Extract:
Now, the narrow purpose of this testimony is to allow the State to introduce such evidence to negate any inference that [the victim] failed to tell anyone about the sexual offense and that therefore her later assertions at trial could not be believed.
The law recognizes that certain people have stereotypes about sexual assault complainants that may lead some of you to question [the victim]'s credibility based solely on the fact that she did not complain about the alleged sexual abuse sooner. You may not automatically conclude that [the victim]'s testimony is untruthful based only on her delayed disclosure. Rather, you may consider the delayed disclosure along with all of the other evidence, including (the victim's) explanation for her silence or delayed disclosure, when you decide how much weight to afford [the victim]'s testimony.
Glaringly absent from the charge is an instruction "that fresh complaint testimony is not to be considered as substantive evidence of guilt, or as bolstering the credibility of the victim; it may only be considered for the limited purpose of confirming that a complaint was made." R.K., supra, 220 N.J. at 456 (citing Bethune, supra, 121 N.J. at 147-48). This omission is critical.

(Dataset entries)
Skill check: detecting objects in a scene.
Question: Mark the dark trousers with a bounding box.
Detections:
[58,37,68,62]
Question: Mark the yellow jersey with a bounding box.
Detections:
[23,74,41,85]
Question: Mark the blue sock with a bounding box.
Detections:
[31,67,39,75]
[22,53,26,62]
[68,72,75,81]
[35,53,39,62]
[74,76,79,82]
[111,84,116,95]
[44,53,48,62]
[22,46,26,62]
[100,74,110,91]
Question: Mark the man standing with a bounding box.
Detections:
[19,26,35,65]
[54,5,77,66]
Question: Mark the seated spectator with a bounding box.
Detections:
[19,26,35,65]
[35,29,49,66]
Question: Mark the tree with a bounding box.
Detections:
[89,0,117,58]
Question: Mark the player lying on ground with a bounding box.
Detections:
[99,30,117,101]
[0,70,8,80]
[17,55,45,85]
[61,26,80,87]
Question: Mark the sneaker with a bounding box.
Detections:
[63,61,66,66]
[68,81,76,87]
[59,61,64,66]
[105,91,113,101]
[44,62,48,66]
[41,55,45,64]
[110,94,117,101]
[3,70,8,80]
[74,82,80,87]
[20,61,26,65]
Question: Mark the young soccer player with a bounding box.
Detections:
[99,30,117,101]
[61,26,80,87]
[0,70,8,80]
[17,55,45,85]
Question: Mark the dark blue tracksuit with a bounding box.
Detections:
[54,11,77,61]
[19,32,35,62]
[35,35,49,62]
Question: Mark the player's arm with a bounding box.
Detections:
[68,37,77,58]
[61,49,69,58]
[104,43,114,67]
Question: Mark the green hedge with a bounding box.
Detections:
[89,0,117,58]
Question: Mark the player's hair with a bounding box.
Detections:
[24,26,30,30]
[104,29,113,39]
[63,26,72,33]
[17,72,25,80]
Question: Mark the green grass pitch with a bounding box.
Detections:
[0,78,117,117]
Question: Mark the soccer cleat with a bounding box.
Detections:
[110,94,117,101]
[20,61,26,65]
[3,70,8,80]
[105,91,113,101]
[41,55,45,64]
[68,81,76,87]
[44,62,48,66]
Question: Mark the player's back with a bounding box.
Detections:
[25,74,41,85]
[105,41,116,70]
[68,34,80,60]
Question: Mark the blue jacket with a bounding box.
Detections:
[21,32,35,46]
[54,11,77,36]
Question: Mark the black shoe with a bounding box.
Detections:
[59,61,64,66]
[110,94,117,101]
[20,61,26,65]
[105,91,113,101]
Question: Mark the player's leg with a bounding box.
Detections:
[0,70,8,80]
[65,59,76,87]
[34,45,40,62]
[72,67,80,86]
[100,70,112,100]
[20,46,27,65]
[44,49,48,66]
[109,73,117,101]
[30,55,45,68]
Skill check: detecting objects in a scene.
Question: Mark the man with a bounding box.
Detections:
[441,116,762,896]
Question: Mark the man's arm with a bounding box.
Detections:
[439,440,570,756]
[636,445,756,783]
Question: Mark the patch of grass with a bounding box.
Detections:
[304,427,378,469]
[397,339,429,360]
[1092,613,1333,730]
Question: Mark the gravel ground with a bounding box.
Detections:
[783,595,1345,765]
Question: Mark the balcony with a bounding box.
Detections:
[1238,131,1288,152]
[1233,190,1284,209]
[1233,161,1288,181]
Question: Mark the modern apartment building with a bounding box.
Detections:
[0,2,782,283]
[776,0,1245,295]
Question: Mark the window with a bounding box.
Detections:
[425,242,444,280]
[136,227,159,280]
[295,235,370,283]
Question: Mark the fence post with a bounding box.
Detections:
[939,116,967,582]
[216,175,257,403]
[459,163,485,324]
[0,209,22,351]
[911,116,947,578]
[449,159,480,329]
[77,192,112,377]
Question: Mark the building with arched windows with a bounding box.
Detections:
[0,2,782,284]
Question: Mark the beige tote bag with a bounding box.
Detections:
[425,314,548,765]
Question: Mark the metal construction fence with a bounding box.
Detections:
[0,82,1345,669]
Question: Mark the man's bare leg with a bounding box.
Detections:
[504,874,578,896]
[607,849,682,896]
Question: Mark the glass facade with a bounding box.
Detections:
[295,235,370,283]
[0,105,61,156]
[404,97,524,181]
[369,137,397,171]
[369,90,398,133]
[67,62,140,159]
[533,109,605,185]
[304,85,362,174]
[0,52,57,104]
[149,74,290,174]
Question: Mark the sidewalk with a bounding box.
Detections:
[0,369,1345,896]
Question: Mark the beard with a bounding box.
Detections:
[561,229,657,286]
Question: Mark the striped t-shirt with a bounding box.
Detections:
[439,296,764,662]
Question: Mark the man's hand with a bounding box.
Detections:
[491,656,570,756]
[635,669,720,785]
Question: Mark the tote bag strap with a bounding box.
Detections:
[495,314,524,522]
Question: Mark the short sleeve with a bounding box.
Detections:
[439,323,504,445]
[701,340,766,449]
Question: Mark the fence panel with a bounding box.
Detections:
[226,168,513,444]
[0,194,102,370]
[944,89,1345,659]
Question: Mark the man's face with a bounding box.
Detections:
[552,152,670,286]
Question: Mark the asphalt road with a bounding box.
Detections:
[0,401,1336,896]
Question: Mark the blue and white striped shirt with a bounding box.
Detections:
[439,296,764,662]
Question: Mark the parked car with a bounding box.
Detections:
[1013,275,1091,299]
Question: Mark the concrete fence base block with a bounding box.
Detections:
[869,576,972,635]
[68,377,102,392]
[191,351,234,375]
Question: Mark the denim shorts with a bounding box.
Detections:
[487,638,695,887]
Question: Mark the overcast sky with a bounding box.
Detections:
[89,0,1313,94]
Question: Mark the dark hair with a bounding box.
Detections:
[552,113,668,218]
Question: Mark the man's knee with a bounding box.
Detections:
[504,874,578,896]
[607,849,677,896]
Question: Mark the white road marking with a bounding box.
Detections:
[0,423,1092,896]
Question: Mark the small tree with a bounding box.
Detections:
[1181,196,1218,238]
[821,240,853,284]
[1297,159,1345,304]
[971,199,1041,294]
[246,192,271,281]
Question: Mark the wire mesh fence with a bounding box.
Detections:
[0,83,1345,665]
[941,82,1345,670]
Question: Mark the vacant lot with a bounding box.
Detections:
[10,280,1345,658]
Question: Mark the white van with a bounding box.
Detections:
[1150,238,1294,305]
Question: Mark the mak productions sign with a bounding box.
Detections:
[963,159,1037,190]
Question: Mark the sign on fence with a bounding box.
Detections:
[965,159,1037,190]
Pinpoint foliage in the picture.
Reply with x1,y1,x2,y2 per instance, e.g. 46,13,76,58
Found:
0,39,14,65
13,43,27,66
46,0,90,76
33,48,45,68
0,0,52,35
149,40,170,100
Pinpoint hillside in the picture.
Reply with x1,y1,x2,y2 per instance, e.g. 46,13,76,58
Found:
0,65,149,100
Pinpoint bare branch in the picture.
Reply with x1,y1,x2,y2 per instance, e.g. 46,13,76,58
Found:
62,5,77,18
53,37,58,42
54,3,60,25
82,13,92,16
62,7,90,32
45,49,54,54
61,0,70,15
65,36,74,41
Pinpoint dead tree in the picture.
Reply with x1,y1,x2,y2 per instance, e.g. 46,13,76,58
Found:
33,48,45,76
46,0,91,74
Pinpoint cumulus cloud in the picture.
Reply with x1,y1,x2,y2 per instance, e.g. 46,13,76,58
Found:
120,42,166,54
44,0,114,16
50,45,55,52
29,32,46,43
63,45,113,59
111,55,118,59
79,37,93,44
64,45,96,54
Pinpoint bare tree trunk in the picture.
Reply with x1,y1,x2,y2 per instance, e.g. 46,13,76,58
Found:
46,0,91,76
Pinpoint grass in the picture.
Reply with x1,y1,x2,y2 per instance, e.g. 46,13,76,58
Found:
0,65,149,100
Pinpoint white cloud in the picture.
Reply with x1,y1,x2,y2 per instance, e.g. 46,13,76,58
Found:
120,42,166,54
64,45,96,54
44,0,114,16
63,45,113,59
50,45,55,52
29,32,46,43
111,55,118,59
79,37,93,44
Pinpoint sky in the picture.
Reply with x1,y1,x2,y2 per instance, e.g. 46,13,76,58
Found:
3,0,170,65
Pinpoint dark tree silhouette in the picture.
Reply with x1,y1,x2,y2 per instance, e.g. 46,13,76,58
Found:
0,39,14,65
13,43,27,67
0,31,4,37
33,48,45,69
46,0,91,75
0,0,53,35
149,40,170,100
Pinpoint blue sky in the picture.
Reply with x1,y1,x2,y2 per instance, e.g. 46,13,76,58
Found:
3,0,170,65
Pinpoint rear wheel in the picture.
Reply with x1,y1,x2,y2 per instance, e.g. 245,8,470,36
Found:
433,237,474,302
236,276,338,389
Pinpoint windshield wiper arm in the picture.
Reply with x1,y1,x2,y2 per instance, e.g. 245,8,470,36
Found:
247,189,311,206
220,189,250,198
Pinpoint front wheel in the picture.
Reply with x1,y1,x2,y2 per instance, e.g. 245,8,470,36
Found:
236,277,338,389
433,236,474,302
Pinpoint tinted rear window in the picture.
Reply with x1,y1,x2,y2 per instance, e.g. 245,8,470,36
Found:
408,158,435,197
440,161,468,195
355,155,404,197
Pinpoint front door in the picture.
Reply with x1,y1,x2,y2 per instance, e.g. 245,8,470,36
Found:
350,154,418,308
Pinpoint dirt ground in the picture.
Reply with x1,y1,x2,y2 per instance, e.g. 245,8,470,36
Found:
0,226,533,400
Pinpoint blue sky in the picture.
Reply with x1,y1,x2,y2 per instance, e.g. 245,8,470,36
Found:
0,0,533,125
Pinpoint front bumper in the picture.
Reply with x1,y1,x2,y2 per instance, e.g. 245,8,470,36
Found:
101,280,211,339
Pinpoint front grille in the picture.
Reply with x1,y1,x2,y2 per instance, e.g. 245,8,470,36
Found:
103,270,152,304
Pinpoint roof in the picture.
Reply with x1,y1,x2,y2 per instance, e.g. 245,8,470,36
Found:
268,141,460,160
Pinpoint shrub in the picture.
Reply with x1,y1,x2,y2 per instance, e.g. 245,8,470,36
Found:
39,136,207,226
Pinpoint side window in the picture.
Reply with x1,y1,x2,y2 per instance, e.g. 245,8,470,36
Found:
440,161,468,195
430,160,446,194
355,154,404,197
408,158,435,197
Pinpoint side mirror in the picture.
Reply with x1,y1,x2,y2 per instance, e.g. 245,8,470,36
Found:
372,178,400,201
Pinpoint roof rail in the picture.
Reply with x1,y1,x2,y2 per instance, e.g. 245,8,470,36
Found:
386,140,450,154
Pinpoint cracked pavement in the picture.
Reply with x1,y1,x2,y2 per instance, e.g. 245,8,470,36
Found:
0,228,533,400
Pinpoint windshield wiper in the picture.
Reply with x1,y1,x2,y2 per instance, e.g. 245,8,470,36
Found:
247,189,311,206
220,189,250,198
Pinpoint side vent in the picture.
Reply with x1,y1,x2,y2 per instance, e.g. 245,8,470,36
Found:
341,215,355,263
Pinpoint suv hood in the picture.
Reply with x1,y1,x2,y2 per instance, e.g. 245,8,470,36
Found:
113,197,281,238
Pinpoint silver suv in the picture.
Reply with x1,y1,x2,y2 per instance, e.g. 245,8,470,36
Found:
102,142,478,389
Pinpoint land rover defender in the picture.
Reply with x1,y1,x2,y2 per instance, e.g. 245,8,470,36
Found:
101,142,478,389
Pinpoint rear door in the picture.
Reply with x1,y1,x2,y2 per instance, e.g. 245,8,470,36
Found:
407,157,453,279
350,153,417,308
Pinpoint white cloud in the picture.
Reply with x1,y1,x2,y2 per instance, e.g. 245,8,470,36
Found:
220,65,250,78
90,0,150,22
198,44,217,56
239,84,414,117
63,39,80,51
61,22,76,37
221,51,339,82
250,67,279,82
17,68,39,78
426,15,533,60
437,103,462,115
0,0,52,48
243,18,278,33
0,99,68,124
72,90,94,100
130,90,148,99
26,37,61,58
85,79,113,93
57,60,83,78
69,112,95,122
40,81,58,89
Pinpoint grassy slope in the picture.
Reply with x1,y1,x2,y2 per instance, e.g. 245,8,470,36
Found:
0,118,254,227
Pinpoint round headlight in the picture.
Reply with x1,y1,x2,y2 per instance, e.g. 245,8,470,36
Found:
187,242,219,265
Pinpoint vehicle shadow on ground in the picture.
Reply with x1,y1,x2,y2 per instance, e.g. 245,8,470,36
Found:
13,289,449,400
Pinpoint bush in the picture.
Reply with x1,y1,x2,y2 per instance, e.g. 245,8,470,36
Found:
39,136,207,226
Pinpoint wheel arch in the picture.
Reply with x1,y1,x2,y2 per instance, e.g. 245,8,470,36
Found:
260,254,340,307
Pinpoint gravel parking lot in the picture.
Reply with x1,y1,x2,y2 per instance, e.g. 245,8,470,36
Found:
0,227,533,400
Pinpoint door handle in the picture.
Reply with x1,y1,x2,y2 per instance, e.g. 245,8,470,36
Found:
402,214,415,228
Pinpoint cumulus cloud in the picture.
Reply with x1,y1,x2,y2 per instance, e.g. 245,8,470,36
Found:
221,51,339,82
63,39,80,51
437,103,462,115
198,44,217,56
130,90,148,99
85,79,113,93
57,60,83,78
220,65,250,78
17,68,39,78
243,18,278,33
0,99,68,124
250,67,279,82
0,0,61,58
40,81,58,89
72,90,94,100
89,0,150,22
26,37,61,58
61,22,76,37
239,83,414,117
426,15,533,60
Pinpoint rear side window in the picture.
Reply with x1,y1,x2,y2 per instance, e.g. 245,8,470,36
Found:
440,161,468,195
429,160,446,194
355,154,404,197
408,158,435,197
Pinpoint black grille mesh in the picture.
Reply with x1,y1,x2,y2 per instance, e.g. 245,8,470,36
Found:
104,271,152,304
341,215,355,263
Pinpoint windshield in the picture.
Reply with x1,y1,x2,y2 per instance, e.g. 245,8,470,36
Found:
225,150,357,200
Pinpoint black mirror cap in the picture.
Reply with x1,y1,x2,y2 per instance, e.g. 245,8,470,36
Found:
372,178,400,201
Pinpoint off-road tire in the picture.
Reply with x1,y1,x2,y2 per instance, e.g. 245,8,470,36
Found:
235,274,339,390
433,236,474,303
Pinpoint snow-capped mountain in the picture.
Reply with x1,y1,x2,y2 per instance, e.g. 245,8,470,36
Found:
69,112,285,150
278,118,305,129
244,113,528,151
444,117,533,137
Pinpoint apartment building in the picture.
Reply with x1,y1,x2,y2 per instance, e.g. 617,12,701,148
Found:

Instructions:
a. Which sentences in the extract contain the words "[the victim]" in square brackets? Quote each of them in full.
b. Can you reproduce word for word the part of the extract starting with "The law recognizes" and going on through "[the victim]'s testimony."?

Outputs in order:
a.
1. "Now, the narrow purpose of this testimony is to allow the State to introduce such evidence to negate any inference that [the victim] failed to tell anyone about the sexual offense and that therefore her later assertions at trial could not be believed."
2. "The law recognizes that certain people have stereotypes about sexual assault complainants that may lead some of you to question [the victim]'s credibility based solely on the fact that she did not complain about the alleged sexual abuse sooner."
3. "You may not automatically conclude that [the victim]'s testimony is untruthful based only on her delayed disclosure."
4. "Rather, you may consider the delayed disclosure along with all of the other evidence, including (the victim's) explanation for her silence or delayed disclosure, when you decide how much weight to afford [the victim]'s testimony."

b.
The law recognizes that certain people have stereotypes about sexual assault complainants that may lead some of you to question [the victim]'s credibility based solely on the fact that she did not complain about the alleged sexual abuse sooner. You may not automatically conclude that [the victim]'s testimony is untruthful based only on her delayed disclosure. Rather, you may consider the delayed disclosure along with all of the other evidence, including (the victim's) explanation for her silence or delayed disclosure, when you decide how much weight to afford [the victim]'s testimony.